Whoops. I got it wrong again.

Reflective post is reflective. I’d class as self indulgent but that’s just me. It feels awkward, I’ve not done this before.

So. My old team. Me, bod same job title as me, boss with same job title as me but Manager tacked on the end of it. Above him, our Head of Service. I think it’s fair to say that when I arrived on the team, morale was er… wobbling. Main aims of the team seemed to be to leave meetings with no actions. It was the standing joke but I knew well enough that if I went to meetings and committed to providing work, I would be the person providing the work.

I am appallingly bad at saying no.

This led to the predictable situation. Not helped, really, by the fact that the other two team members saw social media as nothing special, nothing that needed time devoted to it, and something that had had its box ticked. The rest of the organisation weren’t quite on the same page with this and so most of the work fell to me. I did my best, mostly on my own. To be fair, a new CMS procurement and roll out was also taking up much of the rest of the teams time.

This meant that a lot of the time it felt like I was a team of one. It was hard at times and in an effort to make it easier, I became very independent and forgot some rather useful skills. Like er… talking to people about my work. Or rather, talking about my work in terms that allowed others to help with it. Instead of chatting about it in social terms, over coffee in a kind of ‘yeah I’m fine, I could do with a bit of help but everything’s fine’ kind of way.

I wasn’t fine. I was having at least 3 meetings every single day for what felt like weeks after the launch of the social media guidelines for government. I’d go home barely able to hold a conversation. And I thought this was normal. I thought I had exactly the same workload as everyone else and I thought I was being pathetic.

I wasn’t. But I was being exceptionally stupid.

Teamwork means visibility. It means knowing what everyone else is working on so you can help. It means knowing someone didn’t know you could have multiple accounts in Tweetdeck and sorting it out for someone. It means sharing a problem and getting four heads, rather than your own. It surfaces issues quickly when it comes to overload but also when someone is drowning and becoming more and more miserable about workload.

▶ What the exercise asks: Extend the reflective post about workload on a small social media team, starting right after its last sentence.

(Records from a data collection)
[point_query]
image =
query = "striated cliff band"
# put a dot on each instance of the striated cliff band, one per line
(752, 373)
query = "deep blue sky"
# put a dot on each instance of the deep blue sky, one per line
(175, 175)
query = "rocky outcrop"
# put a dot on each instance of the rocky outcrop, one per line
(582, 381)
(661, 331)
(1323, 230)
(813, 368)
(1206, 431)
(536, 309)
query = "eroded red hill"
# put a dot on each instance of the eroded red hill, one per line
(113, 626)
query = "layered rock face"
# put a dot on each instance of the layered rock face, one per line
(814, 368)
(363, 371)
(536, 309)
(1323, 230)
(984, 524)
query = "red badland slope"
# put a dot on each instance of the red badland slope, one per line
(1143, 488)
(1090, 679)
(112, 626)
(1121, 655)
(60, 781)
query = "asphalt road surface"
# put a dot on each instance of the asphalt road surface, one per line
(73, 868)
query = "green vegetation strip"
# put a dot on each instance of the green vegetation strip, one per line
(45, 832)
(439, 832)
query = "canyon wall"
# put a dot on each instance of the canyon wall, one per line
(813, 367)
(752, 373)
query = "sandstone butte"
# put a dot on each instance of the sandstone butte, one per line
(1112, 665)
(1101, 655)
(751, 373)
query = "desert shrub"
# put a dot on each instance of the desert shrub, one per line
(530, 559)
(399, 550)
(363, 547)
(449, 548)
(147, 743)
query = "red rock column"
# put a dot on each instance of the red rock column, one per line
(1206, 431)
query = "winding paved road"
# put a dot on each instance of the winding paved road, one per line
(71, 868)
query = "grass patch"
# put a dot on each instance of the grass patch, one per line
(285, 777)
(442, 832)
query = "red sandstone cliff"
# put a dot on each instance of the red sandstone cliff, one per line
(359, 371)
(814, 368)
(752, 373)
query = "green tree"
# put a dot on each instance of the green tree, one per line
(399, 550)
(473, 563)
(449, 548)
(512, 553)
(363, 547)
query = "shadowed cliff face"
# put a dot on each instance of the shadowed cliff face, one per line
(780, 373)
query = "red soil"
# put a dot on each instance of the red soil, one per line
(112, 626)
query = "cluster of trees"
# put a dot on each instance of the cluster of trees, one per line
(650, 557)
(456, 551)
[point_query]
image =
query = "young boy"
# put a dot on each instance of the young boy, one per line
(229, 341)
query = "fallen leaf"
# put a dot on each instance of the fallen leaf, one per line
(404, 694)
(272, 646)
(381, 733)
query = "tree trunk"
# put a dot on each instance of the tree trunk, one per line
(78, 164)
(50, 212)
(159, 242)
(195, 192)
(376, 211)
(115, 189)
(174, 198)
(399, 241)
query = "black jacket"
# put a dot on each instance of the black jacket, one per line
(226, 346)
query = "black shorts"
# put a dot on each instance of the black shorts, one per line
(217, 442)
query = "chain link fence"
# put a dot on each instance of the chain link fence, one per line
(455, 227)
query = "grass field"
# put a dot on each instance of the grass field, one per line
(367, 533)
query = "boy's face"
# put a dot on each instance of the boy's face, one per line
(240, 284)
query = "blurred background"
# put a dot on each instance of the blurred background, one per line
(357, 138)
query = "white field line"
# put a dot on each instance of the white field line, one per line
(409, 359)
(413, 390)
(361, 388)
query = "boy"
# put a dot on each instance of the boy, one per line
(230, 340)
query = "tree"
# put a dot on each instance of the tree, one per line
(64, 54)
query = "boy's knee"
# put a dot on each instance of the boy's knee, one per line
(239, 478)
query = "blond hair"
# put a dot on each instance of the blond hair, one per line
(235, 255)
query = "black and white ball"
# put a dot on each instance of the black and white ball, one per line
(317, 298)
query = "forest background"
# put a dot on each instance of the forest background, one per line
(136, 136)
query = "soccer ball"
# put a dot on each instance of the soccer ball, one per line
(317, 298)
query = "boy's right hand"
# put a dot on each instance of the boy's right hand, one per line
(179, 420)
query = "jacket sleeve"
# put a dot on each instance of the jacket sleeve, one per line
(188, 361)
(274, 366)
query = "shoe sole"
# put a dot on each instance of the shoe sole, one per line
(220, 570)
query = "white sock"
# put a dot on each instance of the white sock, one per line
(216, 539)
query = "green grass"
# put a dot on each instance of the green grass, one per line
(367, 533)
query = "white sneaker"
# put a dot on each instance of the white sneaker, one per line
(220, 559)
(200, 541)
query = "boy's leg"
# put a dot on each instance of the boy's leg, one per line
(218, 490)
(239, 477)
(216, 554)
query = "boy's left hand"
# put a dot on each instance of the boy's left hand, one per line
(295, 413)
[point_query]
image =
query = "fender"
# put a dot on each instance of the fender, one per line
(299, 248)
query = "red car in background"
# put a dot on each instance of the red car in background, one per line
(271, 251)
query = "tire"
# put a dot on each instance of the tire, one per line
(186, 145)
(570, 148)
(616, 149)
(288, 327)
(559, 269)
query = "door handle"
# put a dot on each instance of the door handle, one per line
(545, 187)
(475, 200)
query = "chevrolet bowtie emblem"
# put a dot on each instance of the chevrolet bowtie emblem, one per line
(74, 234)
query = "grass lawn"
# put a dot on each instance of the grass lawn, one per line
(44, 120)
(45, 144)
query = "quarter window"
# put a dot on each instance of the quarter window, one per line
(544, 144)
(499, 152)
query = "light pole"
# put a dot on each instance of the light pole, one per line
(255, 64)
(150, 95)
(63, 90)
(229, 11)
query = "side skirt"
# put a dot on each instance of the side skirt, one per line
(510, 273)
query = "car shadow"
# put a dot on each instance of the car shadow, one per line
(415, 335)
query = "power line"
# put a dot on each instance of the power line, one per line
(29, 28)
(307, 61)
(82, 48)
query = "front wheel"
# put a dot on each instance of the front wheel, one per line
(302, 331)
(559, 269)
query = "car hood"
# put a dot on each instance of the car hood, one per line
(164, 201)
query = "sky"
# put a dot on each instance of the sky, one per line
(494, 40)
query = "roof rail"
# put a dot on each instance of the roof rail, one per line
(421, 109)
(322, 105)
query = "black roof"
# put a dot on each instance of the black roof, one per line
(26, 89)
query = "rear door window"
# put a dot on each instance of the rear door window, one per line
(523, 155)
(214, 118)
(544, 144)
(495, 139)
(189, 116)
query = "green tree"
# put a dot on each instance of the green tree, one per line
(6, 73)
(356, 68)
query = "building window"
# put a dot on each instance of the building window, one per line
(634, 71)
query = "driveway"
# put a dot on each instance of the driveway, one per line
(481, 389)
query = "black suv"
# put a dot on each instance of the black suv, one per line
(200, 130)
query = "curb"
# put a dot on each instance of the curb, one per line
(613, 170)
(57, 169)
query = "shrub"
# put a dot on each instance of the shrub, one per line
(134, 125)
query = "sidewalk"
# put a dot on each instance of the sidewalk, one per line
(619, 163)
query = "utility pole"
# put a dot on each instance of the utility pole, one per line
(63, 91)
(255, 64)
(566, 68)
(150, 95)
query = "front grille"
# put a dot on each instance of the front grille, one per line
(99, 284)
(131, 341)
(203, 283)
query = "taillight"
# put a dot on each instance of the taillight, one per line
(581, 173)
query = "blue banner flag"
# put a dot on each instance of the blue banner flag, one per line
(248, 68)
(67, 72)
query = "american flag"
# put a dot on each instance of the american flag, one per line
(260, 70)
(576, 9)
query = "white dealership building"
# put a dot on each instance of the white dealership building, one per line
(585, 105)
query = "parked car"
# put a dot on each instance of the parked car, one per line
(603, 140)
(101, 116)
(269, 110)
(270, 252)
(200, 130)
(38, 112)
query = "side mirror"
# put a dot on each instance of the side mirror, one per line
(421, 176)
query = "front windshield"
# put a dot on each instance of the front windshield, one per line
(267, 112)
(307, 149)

▶ Task output:
Unfortunately, for those things to happen, you have to communicate. And bunkering down just doesn’t work. It cuts you off. It deprives you of others subjective viewpoints and all the good things that come from that.

Like the suggestion that instead of those 15 meetings a week, that perhaps it might have been more productive to run workshops at beginner, intermediate and advanced level, invite all the people who wanted to have meetings and then take individual Q & A’s at the end so everyone could benefit from the learning.

All of which would have prevented repetition, been more time efficient and done wonders for my sanity. I don’t know about you but there is only so many times I can painstakingly explain that manning Twitter for 5 minutes every day at 9am might mean you miss out on some lovely conversational type stuff. You may laugh, sat there in your smugness. Now stop laughing and have a good long hard think about exactly how obvious it is you can’t just do that when you’ve never seen Twitter before.

Quite.

So. This is my learning and it’s taken longer than I’m entirely comfortable with. Without your team, you’re nothing. Without input from others, you’re nothing. And can I just say, how much I am enjoying working on a small project with a small team with boundless enthusiasm? Can I? Thank you. I’m really rather proper enjoying work at the moment, and hopefully I can tell you a bit more about the lovely small project soon.

Hard won lesson, that one.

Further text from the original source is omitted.